• Direction: Please copy the listing word for word, starting at the line that contains "point_to(query) puts a dot on the batting glove, one" and ending at the line that contains "column 52, row 224", with both of those lines included.

>> START Listed records

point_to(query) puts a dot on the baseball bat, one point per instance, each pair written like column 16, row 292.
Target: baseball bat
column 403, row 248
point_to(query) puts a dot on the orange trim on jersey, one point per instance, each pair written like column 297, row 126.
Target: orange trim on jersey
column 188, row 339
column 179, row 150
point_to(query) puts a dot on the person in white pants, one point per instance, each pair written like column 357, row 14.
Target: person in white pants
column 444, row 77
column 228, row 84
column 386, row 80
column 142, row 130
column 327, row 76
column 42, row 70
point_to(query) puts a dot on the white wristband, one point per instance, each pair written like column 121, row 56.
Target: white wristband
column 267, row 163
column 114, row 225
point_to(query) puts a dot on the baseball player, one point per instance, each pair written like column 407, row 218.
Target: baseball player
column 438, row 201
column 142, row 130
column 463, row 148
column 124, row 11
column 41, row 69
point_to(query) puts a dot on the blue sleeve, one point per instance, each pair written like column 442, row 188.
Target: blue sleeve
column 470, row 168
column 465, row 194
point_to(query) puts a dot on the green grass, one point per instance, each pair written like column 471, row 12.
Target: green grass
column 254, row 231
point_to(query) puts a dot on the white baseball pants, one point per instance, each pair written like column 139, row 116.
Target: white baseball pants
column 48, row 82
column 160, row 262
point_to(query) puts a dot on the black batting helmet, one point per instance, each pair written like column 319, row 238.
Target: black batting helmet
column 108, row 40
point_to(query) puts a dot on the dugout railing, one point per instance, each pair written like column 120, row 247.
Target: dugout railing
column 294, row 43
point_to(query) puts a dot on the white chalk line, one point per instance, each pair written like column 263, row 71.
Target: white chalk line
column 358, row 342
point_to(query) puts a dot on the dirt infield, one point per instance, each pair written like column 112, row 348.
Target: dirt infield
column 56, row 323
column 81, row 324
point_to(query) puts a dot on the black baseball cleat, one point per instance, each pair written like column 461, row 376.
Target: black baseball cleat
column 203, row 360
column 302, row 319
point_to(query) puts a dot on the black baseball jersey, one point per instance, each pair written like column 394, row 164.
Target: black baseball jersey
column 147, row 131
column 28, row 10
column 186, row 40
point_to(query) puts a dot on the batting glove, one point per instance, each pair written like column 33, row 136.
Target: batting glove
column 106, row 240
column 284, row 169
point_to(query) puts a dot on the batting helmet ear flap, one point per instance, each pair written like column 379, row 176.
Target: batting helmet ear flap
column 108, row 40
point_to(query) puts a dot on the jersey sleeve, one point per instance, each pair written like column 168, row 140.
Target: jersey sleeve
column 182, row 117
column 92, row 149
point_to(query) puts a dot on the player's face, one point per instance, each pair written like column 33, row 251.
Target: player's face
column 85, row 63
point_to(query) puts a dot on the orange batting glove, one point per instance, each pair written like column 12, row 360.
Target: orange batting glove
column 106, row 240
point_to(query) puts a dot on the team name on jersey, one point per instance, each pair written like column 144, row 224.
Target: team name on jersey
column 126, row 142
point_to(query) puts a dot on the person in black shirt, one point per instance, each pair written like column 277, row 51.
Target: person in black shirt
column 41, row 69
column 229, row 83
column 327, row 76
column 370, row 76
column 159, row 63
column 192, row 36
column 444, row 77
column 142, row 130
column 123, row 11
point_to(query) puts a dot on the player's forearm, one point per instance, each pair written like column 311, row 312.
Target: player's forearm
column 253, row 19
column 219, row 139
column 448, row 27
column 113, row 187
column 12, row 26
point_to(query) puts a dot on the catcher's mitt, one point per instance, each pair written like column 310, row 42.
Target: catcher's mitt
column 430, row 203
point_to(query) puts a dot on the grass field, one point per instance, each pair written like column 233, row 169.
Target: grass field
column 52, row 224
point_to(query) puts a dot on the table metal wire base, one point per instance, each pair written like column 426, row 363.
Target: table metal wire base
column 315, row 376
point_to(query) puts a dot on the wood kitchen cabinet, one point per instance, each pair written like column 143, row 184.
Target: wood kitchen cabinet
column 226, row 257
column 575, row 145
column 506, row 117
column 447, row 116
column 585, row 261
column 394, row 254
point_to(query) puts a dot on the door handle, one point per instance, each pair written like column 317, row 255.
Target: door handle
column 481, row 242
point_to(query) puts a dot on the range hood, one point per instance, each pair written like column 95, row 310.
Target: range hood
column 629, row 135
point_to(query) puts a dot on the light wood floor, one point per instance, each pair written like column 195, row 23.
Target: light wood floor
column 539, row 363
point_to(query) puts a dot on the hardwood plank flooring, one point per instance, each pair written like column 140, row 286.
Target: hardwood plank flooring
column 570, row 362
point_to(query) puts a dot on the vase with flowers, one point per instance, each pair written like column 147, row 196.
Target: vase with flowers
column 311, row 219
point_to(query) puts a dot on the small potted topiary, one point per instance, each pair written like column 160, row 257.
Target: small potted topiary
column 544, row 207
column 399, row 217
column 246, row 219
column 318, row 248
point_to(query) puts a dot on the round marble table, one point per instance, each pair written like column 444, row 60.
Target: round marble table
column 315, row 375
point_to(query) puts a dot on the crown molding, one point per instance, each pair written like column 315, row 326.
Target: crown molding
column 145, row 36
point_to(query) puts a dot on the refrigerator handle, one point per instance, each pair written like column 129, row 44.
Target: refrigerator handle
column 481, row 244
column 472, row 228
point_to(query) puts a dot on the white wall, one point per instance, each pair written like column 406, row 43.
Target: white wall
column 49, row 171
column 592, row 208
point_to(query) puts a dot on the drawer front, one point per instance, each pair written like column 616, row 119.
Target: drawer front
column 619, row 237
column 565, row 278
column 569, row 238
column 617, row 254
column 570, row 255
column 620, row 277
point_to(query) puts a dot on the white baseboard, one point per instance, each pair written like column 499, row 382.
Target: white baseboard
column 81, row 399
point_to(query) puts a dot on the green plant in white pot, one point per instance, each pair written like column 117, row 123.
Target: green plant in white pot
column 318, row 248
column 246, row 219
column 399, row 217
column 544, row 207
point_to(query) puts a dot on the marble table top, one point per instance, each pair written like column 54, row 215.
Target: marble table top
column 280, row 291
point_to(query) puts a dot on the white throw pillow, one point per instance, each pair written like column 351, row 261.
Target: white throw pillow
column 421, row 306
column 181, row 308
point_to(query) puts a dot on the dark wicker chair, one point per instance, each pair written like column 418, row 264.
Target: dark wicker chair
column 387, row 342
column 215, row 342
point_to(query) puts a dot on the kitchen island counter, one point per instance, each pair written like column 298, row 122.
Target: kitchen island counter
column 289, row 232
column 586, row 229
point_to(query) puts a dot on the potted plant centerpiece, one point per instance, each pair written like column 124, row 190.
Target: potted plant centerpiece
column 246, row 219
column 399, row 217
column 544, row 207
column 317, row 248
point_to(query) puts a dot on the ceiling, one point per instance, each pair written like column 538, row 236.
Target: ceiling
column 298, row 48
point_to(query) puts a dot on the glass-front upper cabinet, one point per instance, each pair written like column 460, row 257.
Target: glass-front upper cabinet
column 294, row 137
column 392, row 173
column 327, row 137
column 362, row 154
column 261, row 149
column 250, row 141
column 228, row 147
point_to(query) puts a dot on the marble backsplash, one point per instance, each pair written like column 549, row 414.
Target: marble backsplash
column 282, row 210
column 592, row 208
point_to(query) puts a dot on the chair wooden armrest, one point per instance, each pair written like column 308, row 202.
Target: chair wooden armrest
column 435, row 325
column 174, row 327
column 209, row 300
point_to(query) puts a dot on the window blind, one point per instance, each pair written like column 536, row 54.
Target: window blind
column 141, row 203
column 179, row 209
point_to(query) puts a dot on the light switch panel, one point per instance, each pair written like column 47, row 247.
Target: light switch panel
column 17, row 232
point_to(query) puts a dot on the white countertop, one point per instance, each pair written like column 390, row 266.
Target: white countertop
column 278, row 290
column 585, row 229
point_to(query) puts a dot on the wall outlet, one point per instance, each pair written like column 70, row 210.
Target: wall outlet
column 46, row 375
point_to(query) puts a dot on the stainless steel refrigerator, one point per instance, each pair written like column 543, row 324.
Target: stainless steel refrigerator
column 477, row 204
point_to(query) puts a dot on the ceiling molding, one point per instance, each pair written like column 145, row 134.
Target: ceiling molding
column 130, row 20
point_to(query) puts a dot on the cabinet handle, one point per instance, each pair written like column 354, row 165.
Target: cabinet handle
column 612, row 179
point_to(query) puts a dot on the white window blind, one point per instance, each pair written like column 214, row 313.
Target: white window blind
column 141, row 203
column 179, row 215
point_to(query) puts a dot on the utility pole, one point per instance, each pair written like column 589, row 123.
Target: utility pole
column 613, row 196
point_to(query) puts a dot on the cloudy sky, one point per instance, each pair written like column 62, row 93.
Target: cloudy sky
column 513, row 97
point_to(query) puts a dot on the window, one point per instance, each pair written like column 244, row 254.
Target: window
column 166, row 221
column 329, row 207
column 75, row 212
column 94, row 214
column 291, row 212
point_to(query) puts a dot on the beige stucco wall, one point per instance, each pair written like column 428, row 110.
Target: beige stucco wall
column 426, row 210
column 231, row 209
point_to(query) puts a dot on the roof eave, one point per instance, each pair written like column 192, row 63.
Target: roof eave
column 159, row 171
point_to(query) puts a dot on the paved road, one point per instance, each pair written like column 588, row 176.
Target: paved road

>> END Listed records

• Reply:
point_to(query) puts a dot on the batting glove, one point per instance, each pair written like column 33, row 136.
Target: batting glove
column 106, row 240
column 284, row 169
point_to(query) puts a dot on the batting helmet ear flap, one point per instance, each pair written like column 379, row 176.
Target: batting helmet ear flap
column 108, row 40
point_to(query) puts a dot on the jersey sleeve, one point per instance, each pair written like column 168, row 140.
Target: jersey sleeve
column 182, row 117
column 92, row 149
point_to(query) puts a dot on the player's face, one point per instance, each pair written like column 33, row 251.
Target: player's face
column 85, row 63
point_to(query) puts a dot on the orange batting glove, one point per instance, each pair written like column 12, row 360.
Target: orange batting glove
column 106, row 240
point_to(query) puts a dot on the team name on jersey, one point per instance, each pair written like column 144, row 224.
Target: team name on jersey
column 126, row 142
point_to(query) puts a dot on the person in black shirt, one point per instance, each pair written like column 277, row 51.
Target: person in black shirt
column 41, row 69
column 229, row 83
column 327, row 76
column 370, row 76
column 159, row 63
column 192, row 36
column 444, row 77
column 142, row 130
column 123, row 11
point_to(query) puts a dot on the player's forearm, one point per instance, each pair written like column 311, row 312.
Target: player's forearm
column 253, row 19
column 219, row 139
column 448, row 27
column 113, row 187
column 12, row 26
point_to(query) puts a dot on the catcher's mitt, one point per instance, each pair written like column 310, row 42.
Target: catcher's mitt
column 430, row 203
point_to(query) puts a dot on the grass field, one point per instance, each pair written like column 233, row 169.
Target: grass field
column 52, row 224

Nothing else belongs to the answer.